### Quoted passage

'''

Behind The Scene

How we operate under the hood.

Our code is open-source and available on GitHub because we believe in being transparent. For hosting, we use a simple cloud server from Vultr which runs our website, backend, and all the automated scripts. Our domain is from Epik. These are our only expenses, and they come out to less than $6 a month. The power of the cloud, I guess...

The whole service is built with Python. We use the Flask framework to handle all the web-related tasks: routing URLs, managing forms, and providing a simple API. We also use Jinja for templating our pages. For data, we use Pandas to manage our list of channels (stored in a CSV file) and JSON for storing the video data we collect. Never thought I'd like anything that reminded me of JavaScript, but here we are.

For sensitive information like user emails and preferences, we use SQLite. A few other libraries like jQuery, python-isodate, and googleapiclient help out with smaller tasks. Honestly, none of this is particularly complicated by today's web development standards, but it gets the job done effectively.

How do we collect YouTube data?

We get our data directly from the YouTube API. Google provides a Python client library called googleapiclient that makes this process pretty straightforward. All we need is an API key from the Google Cloud Console. The free tier gives us 10,000 quota points a day, which is more than enough for what we need. Here’s how simple it is to get started:


from googleapiclient.discovery import build

if __name__ == "__main__":
   API_KEY = os.environ.get("YT_API_KEY")
   service = build("youtube", "v3", API_KEY)

Your screen is too small to display the code.

How do we find new channels?

We use the YouTube API's `search().list()` method with keywords like "Tech", "Programming", and "Computer Science". We tell the API to only search for channels, sort them by relevance, and bring back 50 results at a time. From these results, we only need the channel ID. After we have a list of IDs, we loop through them and use the `channels().list()` method on each one to get detailed information like the channel's name, URL, icon, and statistics. Here’s what an entry looks like in our CSV file for Fireship:


ChannelID,ChannelName,ChannelIcon,ChannelUrl,ExistedSince,SubscriberCount,VideoCount,ViewCount,Country
CsBjURrPoezykLs9EqgamOA,Fireship,https://yt3.ggpht.com/ytc/AIf8zZTUVa5AeFd3m5-4fdY2hEaKof3Byp8VruZ0f0FNEA,
https://www.youtube.com/@fireship,2017-04-07,2750000,601,364500037,US

Your screen is too small to display the code.

'''

[Photo-based point labeling data]
'''

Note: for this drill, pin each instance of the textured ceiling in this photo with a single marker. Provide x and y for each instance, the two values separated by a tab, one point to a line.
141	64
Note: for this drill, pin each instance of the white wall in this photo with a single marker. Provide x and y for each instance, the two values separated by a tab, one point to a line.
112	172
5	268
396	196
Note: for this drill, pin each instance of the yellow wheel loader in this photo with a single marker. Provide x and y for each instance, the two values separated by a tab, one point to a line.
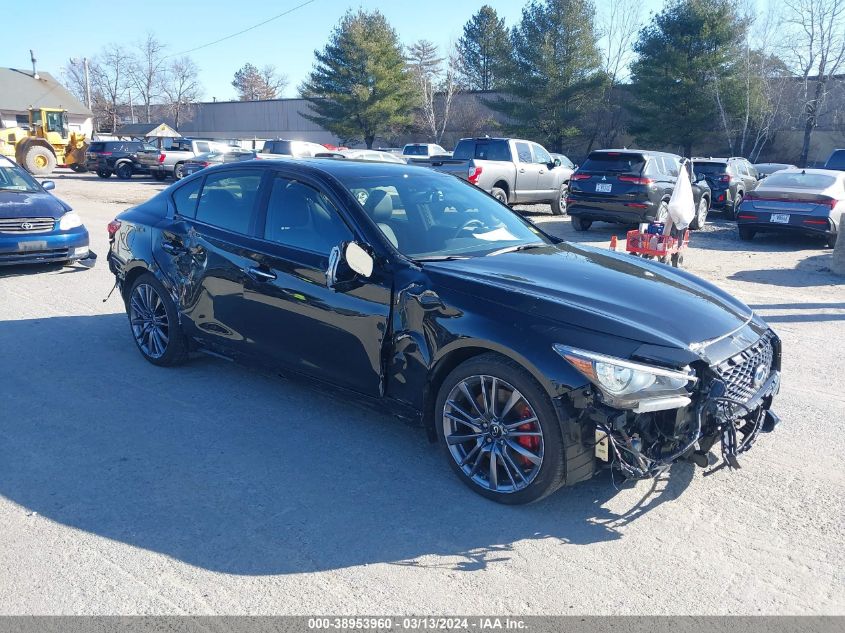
45	144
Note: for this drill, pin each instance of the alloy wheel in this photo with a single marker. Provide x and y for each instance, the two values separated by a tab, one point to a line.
148	318
493	434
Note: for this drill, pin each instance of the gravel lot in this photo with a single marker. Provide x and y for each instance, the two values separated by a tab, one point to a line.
212	489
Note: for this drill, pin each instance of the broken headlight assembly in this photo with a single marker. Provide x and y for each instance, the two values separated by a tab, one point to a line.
624	384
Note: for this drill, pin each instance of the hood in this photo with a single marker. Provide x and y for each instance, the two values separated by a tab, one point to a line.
19	204
613	293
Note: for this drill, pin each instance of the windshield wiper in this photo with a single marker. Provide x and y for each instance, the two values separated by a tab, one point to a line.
519	247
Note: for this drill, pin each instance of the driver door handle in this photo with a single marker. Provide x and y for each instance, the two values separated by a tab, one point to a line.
260	275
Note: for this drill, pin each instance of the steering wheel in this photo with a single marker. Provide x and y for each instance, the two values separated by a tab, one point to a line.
470	225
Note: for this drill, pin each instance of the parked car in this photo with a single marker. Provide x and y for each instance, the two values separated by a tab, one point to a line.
535	362
730	180
217	157
630	186
511	170
808	201
298	149
836	160
182	150
767	169
35	226
423	150
374	155
123	158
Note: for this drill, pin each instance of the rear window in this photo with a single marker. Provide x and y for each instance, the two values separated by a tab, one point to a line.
798	180
710	169
836	160
616	162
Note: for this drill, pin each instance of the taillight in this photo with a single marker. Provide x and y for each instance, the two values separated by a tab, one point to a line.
473	174
636	180
112	228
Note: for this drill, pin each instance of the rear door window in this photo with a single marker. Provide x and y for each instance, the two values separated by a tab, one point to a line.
228	200
615	162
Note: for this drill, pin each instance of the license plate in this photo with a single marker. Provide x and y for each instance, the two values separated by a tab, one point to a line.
39	245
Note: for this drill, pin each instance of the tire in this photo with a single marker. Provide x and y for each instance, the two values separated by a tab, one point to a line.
499	194
580	224
154	323
124	171
700	215
527	468
559	204
746	234
39	160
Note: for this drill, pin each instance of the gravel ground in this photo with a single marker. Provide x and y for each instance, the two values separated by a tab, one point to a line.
213	489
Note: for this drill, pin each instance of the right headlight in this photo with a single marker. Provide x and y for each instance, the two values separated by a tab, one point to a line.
629	385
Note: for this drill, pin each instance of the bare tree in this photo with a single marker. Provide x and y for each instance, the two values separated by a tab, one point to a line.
146	72
815	41
181	88
110	82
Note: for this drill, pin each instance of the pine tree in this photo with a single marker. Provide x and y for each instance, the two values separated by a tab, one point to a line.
555	75
483	50
684	62
360	86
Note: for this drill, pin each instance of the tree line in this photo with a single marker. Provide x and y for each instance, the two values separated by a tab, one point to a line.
565	75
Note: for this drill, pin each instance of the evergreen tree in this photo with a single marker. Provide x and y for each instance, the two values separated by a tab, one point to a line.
483	50
685	61
360	86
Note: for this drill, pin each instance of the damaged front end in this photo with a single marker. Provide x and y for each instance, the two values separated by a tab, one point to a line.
646	417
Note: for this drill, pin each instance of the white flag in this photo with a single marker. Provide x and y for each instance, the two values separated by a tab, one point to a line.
681	204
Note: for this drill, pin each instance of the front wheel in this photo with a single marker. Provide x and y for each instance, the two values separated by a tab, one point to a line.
500	431
155	323
580	224
559	203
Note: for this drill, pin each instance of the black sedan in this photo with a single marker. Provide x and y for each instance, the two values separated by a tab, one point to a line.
201	161
35	226
534	362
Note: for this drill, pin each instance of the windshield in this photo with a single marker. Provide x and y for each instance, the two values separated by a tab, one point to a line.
14	179
433	216
710	169
614	162
798	180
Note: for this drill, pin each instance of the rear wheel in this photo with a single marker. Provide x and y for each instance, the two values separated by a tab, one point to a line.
700	215
559	203
124	171
500	431
580	224
154	322
499	194
746	234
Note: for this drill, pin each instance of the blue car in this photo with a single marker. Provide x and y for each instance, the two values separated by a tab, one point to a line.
35	226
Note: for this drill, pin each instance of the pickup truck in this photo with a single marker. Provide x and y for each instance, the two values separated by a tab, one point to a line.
180	152
512	170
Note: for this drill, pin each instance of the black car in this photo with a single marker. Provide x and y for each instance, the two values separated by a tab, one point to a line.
628	187
123	158
730	180
534	361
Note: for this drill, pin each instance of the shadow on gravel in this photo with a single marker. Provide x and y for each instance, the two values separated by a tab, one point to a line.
244	473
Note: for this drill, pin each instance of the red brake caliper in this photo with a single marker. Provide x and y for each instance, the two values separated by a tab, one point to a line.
530	442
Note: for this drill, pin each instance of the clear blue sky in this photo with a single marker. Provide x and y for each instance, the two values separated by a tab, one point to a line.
63	29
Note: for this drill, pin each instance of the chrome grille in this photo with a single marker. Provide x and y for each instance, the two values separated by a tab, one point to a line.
738	371
27	225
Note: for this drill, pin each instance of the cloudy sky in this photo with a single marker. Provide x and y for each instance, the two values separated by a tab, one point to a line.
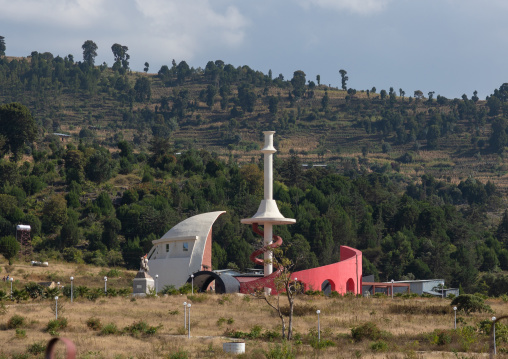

'''

### Work to do
1. In the behind-the-scenes page, what does the service use to store sensitive information such as user emails and preferences?
2. Duplicate the part of the behind-the-scenes page starting with "We get our data" and going on through "find new channels?".

### Solutions per task
1. SQLite.

2.
We get our data directly from the YouTube API. Google provides a Python client library called googleapiclient that makes this process pretty straightforward. All we need is an API key from the Google Cloud Console. The free tier gives us 10,000 quota points a day, which is more than enough for what we need. Here’s how simple it is to get started:


from googleapiclient.discovery import build

if __name__ == "__main__":
   API_KEY = os.environ.get("YT_API_KEY")
   service = build("youtube", "v3", API_KEY)

Your screen is too small to display the code.

How do we find new channels?